(Stored records)
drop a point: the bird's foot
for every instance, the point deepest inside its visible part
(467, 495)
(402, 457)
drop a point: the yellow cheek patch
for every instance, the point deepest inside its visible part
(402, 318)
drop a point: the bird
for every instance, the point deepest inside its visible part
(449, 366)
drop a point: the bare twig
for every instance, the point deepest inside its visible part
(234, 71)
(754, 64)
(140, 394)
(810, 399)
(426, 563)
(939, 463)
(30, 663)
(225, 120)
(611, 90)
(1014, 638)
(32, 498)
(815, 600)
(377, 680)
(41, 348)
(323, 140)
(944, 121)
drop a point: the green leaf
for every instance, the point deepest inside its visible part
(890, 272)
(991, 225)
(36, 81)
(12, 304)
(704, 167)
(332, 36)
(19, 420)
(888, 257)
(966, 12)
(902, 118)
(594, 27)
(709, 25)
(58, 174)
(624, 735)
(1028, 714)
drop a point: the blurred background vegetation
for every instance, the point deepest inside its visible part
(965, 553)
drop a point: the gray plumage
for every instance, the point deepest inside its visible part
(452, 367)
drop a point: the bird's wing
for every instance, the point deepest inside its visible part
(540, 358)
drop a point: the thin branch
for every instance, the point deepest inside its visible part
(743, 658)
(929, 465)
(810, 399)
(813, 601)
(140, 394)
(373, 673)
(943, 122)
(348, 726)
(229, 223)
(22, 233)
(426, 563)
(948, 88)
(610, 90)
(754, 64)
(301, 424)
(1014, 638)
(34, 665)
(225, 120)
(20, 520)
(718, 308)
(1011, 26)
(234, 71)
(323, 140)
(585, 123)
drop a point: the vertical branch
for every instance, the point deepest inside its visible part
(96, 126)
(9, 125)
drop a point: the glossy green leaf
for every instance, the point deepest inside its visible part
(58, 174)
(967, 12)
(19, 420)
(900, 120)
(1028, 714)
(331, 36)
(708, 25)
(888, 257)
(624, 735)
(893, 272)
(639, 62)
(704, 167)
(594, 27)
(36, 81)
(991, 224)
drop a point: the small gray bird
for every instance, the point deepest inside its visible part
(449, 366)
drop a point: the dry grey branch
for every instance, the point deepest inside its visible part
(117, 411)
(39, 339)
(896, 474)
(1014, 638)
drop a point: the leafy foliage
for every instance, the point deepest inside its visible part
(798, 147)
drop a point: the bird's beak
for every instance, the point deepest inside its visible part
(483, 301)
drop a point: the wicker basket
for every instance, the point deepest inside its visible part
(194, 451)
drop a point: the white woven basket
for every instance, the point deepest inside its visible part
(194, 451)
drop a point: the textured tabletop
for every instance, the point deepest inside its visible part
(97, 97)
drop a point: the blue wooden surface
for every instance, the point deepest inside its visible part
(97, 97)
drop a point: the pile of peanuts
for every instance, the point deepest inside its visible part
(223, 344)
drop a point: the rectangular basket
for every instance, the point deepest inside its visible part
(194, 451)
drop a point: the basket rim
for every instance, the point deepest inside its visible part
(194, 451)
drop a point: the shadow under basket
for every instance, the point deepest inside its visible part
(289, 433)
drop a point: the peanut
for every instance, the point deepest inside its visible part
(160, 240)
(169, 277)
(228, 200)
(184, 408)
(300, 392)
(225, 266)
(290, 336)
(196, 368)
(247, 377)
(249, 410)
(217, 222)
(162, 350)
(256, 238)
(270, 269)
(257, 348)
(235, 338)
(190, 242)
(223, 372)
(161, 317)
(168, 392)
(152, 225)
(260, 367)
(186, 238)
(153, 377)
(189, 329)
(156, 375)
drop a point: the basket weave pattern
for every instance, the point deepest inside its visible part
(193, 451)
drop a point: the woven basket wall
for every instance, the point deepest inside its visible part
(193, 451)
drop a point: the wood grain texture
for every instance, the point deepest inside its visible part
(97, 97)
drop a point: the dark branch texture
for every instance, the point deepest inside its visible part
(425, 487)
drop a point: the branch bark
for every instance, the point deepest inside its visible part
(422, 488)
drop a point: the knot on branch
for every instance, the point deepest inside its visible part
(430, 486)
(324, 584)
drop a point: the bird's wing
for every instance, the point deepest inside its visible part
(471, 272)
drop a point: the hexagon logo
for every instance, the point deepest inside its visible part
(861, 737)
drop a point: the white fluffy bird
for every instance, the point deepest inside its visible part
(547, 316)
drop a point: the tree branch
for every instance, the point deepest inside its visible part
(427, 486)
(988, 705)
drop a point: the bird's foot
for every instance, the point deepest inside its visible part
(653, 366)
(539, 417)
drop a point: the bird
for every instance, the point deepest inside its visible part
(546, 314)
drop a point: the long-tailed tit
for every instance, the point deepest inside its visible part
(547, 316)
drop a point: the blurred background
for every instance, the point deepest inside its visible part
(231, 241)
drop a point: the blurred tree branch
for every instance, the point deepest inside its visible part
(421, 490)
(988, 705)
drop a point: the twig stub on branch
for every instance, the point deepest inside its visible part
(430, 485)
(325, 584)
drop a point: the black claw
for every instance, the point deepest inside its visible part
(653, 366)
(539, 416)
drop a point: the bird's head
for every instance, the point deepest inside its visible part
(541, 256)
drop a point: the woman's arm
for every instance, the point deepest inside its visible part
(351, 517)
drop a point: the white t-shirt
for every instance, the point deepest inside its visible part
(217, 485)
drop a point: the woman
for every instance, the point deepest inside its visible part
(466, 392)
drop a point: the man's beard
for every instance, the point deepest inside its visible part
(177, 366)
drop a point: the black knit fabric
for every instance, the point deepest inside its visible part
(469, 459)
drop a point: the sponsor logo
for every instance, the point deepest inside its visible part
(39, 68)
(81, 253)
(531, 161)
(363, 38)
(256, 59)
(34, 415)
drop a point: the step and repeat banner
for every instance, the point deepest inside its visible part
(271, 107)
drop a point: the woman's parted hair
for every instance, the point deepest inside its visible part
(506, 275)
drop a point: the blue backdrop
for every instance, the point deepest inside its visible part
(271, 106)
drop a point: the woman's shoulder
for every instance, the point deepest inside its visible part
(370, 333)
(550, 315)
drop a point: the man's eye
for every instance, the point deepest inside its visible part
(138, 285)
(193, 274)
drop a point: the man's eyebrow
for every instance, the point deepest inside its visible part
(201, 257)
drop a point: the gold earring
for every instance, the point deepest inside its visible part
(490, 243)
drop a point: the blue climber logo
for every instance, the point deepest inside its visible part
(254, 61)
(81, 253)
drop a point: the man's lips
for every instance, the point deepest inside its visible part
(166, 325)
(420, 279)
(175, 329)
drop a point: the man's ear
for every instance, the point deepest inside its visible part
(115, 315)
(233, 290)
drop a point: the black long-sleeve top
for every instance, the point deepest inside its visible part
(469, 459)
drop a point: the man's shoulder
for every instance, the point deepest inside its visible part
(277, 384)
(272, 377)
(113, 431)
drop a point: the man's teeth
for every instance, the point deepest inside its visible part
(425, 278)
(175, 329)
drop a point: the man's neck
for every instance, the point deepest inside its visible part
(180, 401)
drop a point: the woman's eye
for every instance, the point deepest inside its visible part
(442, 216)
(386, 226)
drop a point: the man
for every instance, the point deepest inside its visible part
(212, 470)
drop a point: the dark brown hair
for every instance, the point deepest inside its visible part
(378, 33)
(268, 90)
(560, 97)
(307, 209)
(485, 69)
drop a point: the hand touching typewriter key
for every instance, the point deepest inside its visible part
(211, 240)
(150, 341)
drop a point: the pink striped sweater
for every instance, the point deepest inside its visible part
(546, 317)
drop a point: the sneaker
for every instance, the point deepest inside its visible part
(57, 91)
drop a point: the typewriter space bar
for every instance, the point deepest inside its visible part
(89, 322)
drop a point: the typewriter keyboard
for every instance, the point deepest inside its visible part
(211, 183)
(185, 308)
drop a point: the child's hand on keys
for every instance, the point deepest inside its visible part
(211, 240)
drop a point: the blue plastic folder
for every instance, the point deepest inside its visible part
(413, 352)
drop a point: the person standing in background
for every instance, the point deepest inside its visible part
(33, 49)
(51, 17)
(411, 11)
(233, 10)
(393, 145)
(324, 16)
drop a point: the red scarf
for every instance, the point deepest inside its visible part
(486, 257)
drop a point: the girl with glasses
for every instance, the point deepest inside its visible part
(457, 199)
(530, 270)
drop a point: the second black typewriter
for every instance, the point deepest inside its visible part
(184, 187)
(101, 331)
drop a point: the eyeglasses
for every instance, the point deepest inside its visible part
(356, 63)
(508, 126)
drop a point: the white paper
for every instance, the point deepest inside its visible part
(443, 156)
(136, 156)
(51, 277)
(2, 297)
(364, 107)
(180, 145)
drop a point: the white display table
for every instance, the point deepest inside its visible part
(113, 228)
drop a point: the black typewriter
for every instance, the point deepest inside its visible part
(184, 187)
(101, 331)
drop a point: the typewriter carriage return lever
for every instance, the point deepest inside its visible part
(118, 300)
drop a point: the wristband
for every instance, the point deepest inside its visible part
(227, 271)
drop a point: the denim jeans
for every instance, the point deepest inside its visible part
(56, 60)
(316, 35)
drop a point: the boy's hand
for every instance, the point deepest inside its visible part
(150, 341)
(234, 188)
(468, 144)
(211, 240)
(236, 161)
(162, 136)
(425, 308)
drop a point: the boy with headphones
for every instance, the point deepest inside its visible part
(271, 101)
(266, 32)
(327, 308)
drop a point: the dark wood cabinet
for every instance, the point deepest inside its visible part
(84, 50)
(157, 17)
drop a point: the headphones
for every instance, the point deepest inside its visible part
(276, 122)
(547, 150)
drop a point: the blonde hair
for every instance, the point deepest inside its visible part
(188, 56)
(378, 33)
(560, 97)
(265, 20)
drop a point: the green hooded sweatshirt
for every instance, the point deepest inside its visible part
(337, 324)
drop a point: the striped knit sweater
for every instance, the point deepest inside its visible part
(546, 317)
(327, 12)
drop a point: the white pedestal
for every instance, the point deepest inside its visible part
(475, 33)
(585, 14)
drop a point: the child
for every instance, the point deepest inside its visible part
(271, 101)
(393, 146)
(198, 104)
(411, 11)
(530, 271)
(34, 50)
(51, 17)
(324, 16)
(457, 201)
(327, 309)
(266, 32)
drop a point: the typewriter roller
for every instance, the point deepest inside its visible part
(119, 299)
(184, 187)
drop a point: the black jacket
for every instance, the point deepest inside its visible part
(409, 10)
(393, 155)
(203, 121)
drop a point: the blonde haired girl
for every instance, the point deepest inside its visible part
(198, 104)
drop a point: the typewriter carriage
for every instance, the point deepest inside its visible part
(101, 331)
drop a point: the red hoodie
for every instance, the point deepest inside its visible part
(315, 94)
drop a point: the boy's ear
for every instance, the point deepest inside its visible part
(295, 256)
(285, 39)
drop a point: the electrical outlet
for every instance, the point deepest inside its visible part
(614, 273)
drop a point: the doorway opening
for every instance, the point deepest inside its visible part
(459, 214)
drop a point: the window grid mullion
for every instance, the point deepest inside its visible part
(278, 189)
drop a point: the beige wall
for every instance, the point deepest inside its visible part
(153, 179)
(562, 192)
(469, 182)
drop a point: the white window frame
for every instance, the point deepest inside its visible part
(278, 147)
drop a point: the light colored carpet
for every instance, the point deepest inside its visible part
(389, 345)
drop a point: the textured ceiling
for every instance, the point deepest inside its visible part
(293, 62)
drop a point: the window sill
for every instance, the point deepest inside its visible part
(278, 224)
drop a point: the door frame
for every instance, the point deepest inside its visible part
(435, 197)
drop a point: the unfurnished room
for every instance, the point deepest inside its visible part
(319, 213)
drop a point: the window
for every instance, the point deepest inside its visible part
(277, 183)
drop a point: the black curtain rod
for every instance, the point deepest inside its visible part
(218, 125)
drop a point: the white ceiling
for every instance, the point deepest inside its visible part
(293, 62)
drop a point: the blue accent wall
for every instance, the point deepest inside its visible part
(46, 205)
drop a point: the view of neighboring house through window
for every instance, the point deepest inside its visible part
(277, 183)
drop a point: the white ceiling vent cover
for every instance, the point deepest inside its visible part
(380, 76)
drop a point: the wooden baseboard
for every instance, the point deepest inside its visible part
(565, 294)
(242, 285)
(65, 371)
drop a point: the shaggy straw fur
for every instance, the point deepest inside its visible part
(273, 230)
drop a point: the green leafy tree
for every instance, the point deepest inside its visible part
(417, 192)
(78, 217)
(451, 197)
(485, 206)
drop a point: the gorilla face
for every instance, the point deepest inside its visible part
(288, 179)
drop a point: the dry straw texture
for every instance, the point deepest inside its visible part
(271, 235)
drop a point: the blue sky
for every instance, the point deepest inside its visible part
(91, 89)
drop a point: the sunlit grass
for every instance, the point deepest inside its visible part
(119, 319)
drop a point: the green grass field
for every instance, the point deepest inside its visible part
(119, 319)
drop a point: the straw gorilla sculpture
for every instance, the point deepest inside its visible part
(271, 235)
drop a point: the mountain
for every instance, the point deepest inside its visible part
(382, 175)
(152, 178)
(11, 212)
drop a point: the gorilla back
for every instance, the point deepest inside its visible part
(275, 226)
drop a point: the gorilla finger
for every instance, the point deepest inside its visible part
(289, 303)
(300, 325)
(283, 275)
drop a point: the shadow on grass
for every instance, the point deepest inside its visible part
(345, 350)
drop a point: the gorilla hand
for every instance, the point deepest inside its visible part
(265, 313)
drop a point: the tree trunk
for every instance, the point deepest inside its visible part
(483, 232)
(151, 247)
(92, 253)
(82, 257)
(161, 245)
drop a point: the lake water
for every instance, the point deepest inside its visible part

## Aim of the exercise:
Reproduce every line of the entries from the line with "drop a point: the gorilla face" up to and including the final line of the entries, leaving the text lines unchanged. Multiply each point coordinate by 1.05 and round it to the nearest whole number, with halves rounded up.

## Solution to this task:
drop a point: the gorilla face
for every instance, the point deepest inside its visible part
(302, 188)
drop a point: the dry straw texture
for every instance, the point deepest inside its visible part
(285, 247)
drop a point: the blue sky
for every instance, the point deepest inside its visible part
(96, 93)
drop a point: the sunlit grass
for every instance, the point deepest inside its visible part
(125, 335)
drop a point: the green grass field
for every instance, the point deepest inside its visible part
(125, 335)
drop a point: the straw gorilla sculpture
for every instance, the point deepest inside its visible part
(285, 247)
drop a point: the mountain
for every instance, the point deepest inside its visible part
(401, 184)
(160, 187)
(12, 223)
drop a point: the gorilla back
for every instance, the point deepest inside its visible part
(289, 237)
drop a point: the gorilla finger
for every instance, the point deepest inside its visible part
(303, 318)
(315, 341)
(297, 289)
drop a point: the shadow on grass
for every instance, the point deepest inside its visible part
(362, 368)
drop a point: the gorilla hand
for every instance, the point deepest inside its visible part
(278, 329)
drop a point: the tree trunk
for every instance, the point deepest inside its visible part
(507, 244)
(159, 259)
(97, 266)
(86, 270)
(169, 257)
drop a point: the lake water
for every instance, the point deepest inside its visible part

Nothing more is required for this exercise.